*** Entries provided Section Begins ***
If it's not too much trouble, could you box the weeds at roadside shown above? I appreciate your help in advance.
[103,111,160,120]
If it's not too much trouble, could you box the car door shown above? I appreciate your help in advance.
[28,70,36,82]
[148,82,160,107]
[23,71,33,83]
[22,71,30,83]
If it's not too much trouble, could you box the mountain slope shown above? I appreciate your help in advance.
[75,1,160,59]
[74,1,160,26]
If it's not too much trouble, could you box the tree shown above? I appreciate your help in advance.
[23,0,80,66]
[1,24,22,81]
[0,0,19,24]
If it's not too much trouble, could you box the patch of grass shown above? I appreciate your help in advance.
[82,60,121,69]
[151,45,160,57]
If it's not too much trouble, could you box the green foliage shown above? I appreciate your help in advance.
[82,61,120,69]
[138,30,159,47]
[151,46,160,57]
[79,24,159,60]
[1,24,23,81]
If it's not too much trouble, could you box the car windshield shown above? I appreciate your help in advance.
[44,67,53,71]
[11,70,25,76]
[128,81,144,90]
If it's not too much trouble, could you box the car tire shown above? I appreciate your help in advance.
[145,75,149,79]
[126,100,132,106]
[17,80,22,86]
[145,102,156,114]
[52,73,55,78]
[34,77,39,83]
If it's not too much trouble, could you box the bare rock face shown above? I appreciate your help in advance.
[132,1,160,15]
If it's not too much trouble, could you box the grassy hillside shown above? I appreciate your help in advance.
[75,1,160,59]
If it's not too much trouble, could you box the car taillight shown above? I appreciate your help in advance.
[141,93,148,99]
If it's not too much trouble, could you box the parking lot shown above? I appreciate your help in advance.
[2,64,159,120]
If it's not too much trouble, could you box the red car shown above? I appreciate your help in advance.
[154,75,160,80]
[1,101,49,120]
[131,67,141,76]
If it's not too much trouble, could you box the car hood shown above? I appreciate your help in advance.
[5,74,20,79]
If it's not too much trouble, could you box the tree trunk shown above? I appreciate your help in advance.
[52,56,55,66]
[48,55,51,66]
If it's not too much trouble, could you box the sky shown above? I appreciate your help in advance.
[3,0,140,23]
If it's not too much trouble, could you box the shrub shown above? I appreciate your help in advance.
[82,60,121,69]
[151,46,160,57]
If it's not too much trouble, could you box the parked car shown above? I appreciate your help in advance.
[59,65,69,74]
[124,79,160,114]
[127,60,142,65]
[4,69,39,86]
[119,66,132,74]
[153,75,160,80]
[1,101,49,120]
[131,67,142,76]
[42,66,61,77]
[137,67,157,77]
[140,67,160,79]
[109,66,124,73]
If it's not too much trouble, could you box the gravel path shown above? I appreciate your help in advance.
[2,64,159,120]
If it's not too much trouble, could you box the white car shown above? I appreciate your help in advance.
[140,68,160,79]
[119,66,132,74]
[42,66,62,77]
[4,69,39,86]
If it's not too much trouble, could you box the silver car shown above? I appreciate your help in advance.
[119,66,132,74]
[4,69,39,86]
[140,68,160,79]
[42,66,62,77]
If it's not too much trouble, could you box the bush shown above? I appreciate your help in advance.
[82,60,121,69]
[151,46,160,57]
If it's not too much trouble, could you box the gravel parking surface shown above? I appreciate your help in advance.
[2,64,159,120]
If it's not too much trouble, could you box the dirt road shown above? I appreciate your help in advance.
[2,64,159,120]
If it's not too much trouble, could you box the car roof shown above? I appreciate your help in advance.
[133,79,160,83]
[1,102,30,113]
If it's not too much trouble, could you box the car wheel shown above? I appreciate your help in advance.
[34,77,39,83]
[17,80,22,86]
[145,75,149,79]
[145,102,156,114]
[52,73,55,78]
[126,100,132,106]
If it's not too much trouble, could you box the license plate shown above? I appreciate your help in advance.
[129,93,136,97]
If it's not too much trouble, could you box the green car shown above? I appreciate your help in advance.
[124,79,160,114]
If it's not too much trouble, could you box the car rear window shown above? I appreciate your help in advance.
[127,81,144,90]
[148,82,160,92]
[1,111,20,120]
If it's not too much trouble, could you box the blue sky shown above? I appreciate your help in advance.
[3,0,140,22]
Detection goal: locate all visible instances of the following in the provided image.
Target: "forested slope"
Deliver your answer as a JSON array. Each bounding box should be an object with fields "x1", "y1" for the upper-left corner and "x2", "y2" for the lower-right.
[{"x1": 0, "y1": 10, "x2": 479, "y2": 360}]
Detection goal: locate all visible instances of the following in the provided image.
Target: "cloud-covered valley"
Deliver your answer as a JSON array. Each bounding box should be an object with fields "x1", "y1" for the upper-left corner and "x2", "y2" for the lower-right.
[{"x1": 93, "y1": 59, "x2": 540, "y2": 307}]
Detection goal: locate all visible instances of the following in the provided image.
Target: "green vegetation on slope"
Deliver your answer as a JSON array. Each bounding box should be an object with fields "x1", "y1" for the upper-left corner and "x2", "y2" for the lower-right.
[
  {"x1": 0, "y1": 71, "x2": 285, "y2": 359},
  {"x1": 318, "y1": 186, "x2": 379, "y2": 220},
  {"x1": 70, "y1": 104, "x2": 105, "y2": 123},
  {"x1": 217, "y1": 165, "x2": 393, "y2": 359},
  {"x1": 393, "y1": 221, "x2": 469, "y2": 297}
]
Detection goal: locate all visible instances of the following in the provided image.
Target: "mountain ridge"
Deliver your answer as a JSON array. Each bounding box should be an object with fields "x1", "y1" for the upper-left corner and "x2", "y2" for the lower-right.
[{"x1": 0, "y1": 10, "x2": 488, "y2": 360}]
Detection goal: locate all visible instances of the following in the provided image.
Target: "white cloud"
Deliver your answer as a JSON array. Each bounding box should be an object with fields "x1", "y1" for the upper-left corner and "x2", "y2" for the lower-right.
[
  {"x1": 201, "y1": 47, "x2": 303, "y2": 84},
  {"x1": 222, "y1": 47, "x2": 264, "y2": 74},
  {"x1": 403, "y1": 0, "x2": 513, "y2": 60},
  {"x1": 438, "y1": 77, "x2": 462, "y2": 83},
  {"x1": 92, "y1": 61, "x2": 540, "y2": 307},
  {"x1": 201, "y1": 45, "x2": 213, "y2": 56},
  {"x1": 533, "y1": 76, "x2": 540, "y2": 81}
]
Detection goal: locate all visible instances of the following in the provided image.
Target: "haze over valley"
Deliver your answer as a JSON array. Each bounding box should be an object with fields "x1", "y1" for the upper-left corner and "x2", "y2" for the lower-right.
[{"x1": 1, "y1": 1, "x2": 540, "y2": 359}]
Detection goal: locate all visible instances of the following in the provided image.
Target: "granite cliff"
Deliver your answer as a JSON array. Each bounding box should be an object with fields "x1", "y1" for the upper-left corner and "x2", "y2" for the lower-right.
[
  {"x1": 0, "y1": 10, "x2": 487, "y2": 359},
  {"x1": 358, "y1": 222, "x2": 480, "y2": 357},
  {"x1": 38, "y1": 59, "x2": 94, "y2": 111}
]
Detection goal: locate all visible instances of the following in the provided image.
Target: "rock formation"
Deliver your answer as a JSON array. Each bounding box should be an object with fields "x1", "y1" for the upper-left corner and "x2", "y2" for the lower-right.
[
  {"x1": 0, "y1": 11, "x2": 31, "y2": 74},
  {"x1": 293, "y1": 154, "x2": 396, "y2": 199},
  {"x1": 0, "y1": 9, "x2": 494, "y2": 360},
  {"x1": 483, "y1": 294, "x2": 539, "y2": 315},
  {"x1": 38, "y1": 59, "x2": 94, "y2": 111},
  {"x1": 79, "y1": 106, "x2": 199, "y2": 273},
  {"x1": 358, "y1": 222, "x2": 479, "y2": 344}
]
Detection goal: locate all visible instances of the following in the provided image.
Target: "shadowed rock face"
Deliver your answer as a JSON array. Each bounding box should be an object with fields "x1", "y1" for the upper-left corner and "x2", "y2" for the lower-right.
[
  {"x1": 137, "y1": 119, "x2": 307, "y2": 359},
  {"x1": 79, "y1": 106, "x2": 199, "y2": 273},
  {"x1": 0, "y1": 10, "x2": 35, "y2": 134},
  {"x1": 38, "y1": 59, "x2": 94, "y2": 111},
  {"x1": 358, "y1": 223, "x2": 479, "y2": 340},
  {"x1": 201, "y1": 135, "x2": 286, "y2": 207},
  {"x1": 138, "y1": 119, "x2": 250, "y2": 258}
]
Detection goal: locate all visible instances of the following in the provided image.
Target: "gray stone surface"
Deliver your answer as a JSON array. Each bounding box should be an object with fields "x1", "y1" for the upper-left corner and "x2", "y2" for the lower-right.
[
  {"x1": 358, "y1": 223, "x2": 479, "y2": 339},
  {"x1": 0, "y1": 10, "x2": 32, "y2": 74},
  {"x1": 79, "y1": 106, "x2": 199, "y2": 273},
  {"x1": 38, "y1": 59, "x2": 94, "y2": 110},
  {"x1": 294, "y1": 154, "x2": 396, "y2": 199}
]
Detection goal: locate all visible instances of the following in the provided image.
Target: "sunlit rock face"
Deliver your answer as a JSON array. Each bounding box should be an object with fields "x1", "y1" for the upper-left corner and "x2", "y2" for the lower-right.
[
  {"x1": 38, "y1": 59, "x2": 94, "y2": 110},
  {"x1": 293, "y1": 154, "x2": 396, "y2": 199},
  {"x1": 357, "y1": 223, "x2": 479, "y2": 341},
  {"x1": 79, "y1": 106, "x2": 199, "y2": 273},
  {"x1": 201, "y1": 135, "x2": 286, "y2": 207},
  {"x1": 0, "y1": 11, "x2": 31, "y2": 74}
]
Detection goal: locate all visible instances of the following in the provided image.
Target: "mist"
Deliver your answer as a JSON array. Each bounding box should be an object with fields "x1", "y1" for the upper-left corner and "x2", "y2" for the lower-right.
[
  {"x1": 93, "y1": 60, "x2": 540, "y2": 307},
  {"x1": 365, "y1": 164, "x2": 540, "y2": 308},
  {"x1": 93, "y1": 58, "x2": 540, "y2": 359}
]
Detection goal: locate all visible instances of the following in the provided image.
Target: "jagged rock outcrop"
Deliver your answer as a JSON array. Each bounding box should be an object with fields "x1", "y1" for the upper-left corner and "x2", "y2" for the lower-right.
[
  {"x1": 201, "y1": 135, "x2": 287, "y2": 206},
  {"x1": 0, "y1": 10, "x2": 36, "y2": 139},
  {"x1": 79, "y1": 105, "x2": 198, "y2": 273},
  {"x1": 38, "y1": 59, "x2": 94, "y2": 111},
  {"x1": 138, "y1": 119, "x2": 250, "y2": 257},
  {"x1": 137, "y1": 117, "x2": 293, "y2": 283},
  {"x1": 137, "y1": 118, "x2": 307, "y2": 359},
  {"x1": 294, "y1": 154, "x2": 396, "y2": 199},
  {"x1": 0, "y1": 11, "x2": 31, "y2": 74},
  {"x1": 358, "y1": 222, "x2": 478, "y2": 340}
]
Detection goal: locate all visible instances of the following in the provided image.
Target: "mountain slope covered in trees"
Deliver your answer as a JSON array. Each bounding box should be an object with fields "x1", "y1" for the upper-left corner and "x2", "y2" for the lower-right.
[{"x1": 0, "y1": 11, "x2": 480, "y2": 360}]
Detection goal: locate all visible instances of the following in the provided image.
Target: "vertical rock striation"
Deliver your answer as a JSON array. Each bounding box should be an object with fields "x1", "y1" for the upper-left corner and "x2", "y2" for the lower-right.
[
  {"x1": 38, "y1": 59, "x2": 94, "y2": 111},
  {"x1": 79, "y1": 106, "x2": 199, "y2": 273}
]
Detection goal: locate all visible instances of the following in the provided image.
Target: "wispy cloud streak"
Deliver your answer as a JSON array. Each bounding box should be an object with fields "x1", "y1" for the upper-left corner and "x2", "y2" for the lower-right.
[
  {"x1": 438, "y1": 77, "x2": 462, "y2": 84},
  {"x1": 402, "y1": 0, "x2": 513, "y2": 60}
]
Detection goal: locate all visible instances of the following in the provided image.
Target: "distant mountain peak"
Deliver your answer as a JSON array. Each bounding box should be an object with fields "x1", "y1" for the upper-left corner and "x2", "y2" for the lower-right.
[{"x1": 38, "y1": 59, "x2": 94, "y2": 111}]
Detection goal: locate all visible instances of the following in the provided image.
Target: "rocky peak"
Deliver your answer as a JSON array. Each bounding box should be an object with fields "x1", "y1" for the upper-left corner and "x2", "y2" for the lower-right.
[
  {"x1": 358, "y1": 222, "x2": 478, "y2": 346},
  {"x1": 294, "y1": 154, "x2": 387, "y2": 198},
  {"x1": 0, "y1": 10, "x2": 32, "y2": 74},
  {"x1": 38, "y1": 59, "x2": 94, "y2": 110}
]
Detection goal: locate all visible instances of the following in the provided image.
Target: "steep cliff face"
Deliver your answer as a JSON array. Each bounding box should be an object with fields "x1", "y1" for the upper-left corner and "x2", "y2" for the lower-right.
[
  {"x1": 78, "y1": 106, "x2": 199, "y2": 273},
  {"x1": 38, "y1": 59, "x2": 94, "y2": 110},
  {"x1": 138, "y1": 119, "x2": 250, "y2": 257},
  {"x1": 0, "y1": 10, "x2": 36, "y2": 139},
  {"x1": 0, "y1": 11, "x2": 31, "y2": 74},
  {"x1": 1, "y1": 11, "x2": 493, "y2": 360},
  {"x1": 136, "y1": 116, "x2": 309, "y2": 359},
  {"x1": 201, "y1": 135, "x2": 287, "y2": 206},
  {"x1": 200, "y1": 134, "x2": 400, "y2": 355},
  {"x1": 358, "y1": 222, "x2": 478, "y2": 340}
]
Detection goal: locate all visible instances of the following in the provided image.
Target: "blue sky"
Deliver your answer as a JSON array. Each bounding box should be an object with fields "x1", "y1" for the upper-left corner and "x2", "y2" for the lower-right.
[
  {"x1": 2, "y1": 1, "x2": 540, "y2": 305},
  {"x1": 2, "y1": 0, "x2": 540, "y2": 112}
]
*** Entries provided Section Ends ***
Take the entries above and copy out all lines with the string "cliff".

## [Problem solution]
Target: "granite cliff"
Target: "steep cliff face"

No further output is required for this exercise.